Stated exercise => Recast every item below as a Markdown table with the columns "Row" and "Line", giving each line a row number and omitting blank lines. Leave the pictures out of the table.

— BEGIN —

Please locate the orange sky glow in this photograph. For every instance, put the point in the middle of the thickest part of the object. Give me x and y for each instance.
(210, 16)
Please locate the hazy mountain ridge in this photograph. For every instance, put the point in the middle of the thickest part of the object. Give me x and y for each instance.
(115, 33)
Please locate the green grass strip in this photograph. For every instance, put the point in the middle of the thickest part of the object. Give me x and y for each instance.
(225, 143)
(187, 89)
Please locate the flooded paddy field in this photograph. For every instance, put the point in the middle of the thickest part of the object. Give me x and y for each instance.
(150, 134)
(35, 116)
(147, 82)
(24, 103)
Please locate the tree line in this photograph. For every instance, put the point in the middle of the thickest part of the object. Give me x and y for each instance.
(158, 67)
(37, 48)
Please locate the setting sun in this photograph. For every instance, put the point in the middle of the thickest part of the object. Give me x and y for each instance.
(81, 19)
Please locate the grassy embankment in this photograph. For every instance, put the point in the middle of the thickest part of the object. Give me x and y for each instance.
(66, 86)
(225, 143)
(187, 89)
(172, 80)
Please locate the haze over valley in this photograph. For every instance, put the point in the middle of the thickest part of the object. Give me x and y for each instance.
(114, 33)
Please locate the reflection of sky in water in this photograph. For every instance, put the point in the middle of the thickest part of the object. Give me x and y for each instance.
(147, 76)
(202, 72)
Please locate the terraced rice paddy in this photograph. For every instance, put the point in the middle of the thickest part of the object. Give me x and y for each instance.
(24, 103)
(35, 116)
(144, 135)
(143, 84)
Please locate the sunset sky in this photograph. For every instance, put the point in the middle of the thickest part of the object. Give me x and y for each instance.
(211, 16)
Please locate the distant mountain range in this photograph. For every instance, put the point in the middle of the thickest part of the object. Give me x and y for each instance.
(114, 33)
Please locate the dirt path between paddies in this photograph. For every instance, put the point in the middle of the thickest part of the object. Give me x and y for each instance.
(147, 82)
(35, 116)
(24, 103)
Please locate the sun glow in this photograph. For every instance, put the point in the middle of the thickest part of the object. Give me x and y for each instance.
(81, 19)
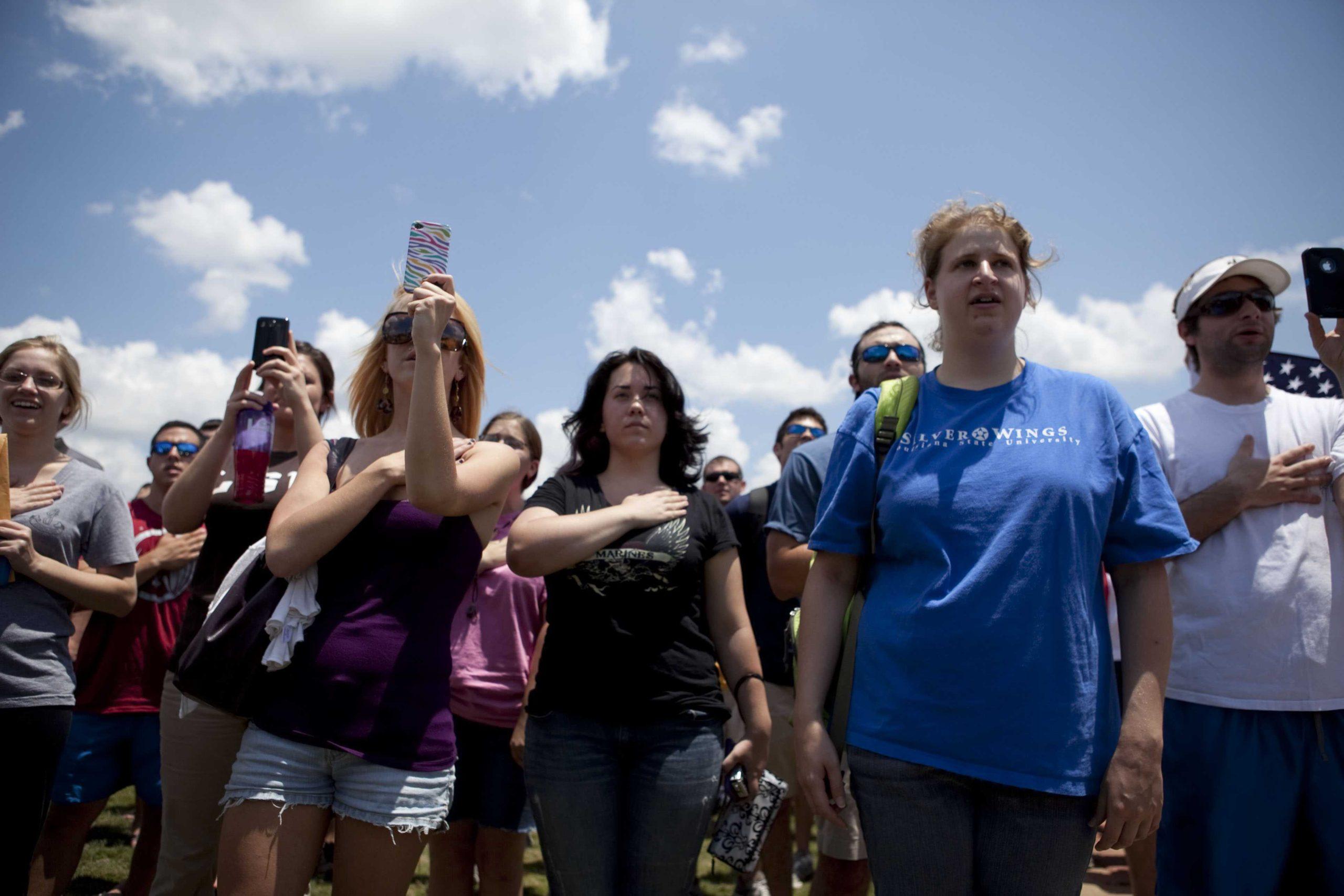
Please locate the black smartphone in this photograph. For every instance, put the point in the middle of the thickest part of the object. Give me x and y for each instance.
(1323, 273)
(270, 331)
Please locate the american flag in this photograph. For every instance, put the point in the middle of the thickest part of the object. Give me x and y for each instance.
(1301, 375)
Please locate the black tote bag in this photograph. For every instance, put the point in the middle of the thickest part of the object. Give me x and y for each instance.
(222, 666)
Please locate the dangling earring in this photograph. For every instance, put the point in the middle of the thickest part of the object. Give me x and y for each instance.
(456, 412)
(385, 405)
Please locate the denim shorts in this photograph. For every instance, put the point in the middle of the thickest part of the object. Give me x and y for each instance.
(490, 790)
(293, 774)
(105, 753)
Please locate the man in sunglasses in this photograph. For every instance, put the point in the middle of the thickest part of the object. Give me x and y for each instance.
(119, 681)
(885, 351)
(1253, 755)
(723, 479)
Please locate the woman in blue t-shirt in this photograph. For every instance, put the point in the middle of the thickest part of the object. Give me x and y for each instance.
(985, 742)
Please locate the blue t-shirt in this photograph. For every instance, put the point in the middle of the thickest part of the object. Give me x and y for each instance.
(795, 507)
(984, 648)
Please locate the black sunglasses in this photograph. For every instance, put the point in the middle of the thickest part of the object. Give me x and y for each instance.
(1230, 303)
(397, 331)
(507, 440)
(878, 354)
(185, 449)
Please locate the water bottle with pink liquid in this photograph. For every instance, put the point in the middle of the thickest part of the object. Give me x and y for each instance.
(252, 453)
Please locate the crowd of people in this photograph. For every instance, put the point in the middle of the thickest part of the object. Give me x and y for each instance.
(592, 661)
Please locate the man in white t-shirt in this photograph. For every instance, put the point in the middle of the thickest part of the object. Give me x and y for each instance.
(1254, 722)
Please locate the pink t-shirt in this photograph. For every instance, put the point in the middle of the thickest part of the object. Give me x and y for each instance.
(494, 633)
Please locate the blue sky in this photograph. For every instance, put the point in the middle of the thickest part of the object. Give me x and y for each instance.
(269, 157)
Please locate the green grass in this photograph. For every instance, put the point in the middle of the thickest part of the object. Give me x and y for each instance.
(108, 856)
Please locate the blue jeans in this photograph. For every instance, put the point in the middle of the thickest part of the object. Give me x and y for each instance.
(622, 809)
(934, 832)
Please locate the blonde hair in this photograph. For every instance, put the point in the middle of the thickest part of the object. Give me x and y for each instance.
(956, 217)
(77, 406)
(366, 383)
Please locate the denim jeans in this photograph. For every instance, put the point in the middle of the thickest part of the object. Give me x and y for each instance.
(622, 809)
(934, 832)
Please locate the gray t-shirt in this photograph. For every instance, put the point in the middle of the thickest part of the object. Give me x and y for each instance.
(89, 520)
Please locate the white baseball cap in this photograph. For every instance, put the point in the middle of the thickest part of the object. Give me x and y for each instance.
(1198, 284)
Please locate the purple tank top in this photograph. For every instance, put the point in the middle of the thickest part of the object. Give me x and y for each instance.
(371, 676)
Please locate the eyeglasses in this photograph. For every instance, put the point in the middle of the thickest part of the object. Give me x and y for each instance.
(1232, 301)
(185, 449)
(397, 331)
(15, 376)
(878, 354)
(507, 440)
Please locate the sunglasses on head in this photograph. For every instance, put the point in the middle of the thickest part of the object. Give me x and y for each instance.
(397, 331)
(878, 354)
(185, 449)
(506, 440)
(1230, 303)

— END —

Solution for this problem =>
| Row | Line |
|---|---|
| 1 | Please locate the orange sky glow in this photograph. For every instance, put the point in the middle of the thickest part of the object. Give me x and y for each instance. |
| 2 | (210, 16) |
| 3 | Please locate the hazy mountain ridge in this photograph. For every instance, put the point in the middle of the thickest part of the object. Give me x and y for each instance. |
| 4 | (115, 33) |
| 5 | Please locate the green grass strip in this photograph. For every instance, put the point in the middle of the thickest part of the object. Give me x and y for each instance. |
| 6 | (225, 143) |
| 7 | (187, 89) |
| 8 | Please locate the flooded paddy field in this photograph. For every instance, put the point in the middle of the thickest part of the object. Give me x and y for each instance. |
| 9 | (150, 134) |
| 10 | (35, 116) |
| 11 | (147, 82) |
| 12 | (24, 103) |
| 13 | Please locate the tree line in this photograph. For every instance, put the point in the middle of the thickest part of the object. Give me x and y for each instance. |
| 14 | (158, 67) |
| 15 | (37, 48) |
| 16 | Please locate the setting sun in this photograph. For every instance, put the point in the middle of the thickest part of the object. Give me x and y for each instance. |
| 17 | (81, 19) |
| 18 | Please locate the grassy embankment in this photograph. For every instance, put the point in the middle of the thickest part of the object. Give me x and y for each instance. |
| 19 | (66, 86) |
| 20 | (225, 143) |
| 21 | (187, 89) |
| 22 | (172, 80) |
| 23 | Please locate the haze over valley in this photograph. For every instance, put the point in the middle of the thickest part of the object. Give me x and y for each instance. |
| 24 | (114, 33) |
| 25 | Please locate the reflection of sky in water in this photograph. For every instance, put the point in the middle of the thickest part of the object. Give me x and y for each instance. |
| 26 | (147, 76) |
| 27 | (202, 72) |
| 28 | Please locate the terraced rice paddy in this photograph. For every instance, put the point in the middle of the thickest part of the object. Give me x and y for each instance. |
| 29 | (24, 103) |
| 30 | (35, 116) |
| 31 | (144, 135) |
| 32 | (143, 84) |
| 33 | Please locate the sunset sky in this photograph. For every instance, put the point in the middle of the thickest part of the object. Give me x and y for each instance. |
| 34 | (211, 16) |
| 35 | Please locate the distant mountain range in this photograph. For every instance, put the point in the middle of the thickest part of the object. Give me x and y for each instance. |
| 36 | (114, 33) |
| 37 | Please locate the dirt path between paddies in this photograph. For every instance, put the point in the middle of the thickest part of the object. Give me x and y for each instance. |
| 38 | (147, 82) |
| 39 | (35, 116) |
| 40 | (24, 103) |
| 41 | Please locate the sun glow in this photograph. For every instance, put the point in the middle of the thickest part of the object. Give me x and y for each instance. |
| 42 | (81, 19) |
| 43 | Please locate the black smartphone in this photograph. For every instance, put the point in the middle of the thickest part of the object. Give me x and y for each instance. |
| 44 | (1323, 273) |
| 45 | (270, 331) |
| 46 | Please locate the american flag in this photograph. For every instance, put the point in the middle of the thickest part of the object. Give me x and y for each instance. |
| 47 | (1301, 375) |
| 48 | Please locate the black tote bag in this photograph. For every instance, put the point in the middle of the thickest part of the object. Give me x and y for each instance. |
| 49 | (222, 666) |
| 50 | Please locate the dangling earring in this photograph. For every instance, put the point in the middle of the thickest part of the object. Give me x and y for each instance. |
| 51 | (456, 412) |
| 52 | (385, 405) |
| 53 | Please locate the denim shorts in this photograph. For every instance, put the point in the middle of the thickest part of the object. Give me x and y for each instance. |
| 54 | (490, 790) |
| 55 | (293, 774) |
| 56 | (105, 753) |
| 57 | Please locate the man in sunglasses in this photograph. For every instance, put the point in the middle of the thickest part of the object. Give me x and y for each instance. |
| 58 | (119, 681) |
| 59 | (885, 351) |
| 60 | (1253, 755) |
| 61 | (723, 479) |
| 62 | Please locate the woman in blue t-shirt in this photograph. For every instance, put the point in the middle of the thickest part of the object. Give me x and y for each instance. |
| 63 | (985, 742) |
| 64 | Please locate the blue t-shirt in this photograph. For every instance, put the point in the middle of the thickest part of the object. Give me x and y for each instance. |
| 65 | (795, 507) |
| 66 | (984, 648) |
| 67 | Please locate the black sunglasses in this photograph. For every instance, put the point in the middle of the thickest part of the object. Give me x and y for each instance. |
| 68 | (1230, 303) |
| 69 | (397, 331) |
| 70 | (507, 440) |
| 71 | (878, 354) |
| 72 | (185, 449) |
| 73 | Please locate the water bottle with pink liquid in this photograph. For every instance, put the point in the middle of the thickest part of the object. Give me x and y for each instance. |
| 74 | (252, 453) |
| 75 | Please locate the crowd of people in this photograph. For every instance, put the point in the middle of the thickest part of the object. Give me x and y for each instance. |
| 76 | (592, 661) |
| 77 | Please locate the man in white t-shirt in this photograph. For every instance, put the point in the middle of the thickest part of the object. Give me x and y for each instance. |
| 78 | (1254, 722) |
| 79 | Please locate the pink t-shirt in this photograph. For every instance, put the point in the middle of the thickest part of the object. Give me x and y for each instance. |
| 80 | (494, 633) |
| 81 | Please locate the blue sky in this photograph. For every instance, put the point in the middle of the thickest part of the object. Give me x and y for each instance. |
| 82 | (269, 157) |
| 83 | Please locate the green grass in this photograph. For every instance, put the point in the middle of the thickest part of the object. Give me x and y for each instance. |
| 84 | (108, 856) |
| 85 | Please locate the blue jeans in this photograph. For every instance, put the point in the middle of the thickest part of the object. Give me x and y for each instance. |
| 86 | (622, 809) |
| 87 | (934, 832) |
| 88 | Please locate the blonde hair in this photograph. For every instance, put the point in the middle of the thickest part of the object. Give me x and y for each instance. |
| 89 | (956, 217) |
| 90 | (77, 406) |
| 91 | (366, 383) |
| 92 | Please locate the denim jeans in this photograph. For every instance, put the point in the middle of the thickest part of the object. Give me x and y for each instance. |
| 93 | (622, 809) |
| 94 | (934, 832) |
| 95 | Please locate the gray t-shirt in this photograph. For every instance, put the point in the middle of the thickest part of the object. Give me x and y for each instance. |
| 96 | (89, 520) |
| 97 | Please locate the white baseball cap in this photograph. For every instance, put the point in the middle of the thickest part of the object. Give me x and y for each instance. |
| 98 | (1198, 284) |
| 99 | Please locate the purple tank top in this photograph. For every instance, put the point in the middle of the thickest part of the object. Give me x and y for each instance. |
| 100 | (371, 676) |
| 101 | Please locate the eyeglasses in this photograph. For every instance, put the point in the middle of the thickest part of the object. Give me x and y for each instance. |
| 102 | (1232, 301) |
| 103 | (185, 449) |
| 104 | (397, 331) |
| 105 | (15, 376) |
| 106 | (878, 354) |
| 107 | (507, 440) |
| 108 | Please locate the sunglasses on head in this photograph. For every instance, put the point in the middle of the thickest part of the object. Give me x and y for each instance. |
| 109 | (397, 331) |
| 110 | (878, 354) |
| 111 | (185, 449) |
| 112 | (506, 440) |
| 113 | (1230, 303) |